◆ Recorded data:
###

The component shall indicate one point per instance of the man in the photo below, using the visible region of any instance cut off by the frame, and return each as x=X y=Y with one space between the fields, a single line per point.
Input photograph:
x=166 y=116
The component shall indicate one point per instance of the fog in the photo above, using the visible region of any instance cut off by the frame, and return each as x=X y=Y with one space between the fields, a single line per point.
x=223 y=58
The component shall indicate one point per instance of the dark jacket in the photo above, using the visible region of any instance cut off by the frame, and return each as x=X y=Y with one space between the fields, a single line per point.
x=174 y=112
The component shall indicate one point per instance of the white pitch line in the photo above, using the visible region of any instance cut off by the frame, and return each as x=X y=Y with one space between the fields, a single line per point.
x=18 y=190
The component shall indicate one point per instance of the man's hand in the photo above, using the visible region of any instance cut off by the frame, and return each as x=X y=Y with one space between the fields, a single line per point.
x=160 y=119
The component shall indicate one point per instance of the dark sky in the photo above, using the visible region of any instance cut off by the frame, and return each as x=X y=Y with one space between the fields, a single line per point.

###

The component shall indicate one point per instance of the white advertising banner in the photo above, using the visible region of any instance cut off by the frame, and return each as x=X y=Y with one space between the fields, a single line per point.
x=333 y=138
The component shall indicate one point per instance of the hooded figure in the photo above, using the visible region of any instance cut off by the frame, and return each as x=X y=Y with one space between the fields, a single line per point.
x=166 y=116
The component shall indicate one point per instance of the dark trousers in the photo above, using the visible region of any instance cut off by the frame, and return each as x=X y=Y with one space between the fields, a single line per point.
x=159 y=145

###

◆ Job: Rewrite everything above from the line containing "the dark jacket" down to the line containing "x=174 y=112", both included and with the full item wording kept, and shift every coordinate value up by 12.

◆ Solution:
The component shall indicate one point per instance of the dark jacket in the photo above, using the visible region of any instance cut off by the frame, and return each as x=X y=Y with one space between the fields, a single line per point.
x=186 y=124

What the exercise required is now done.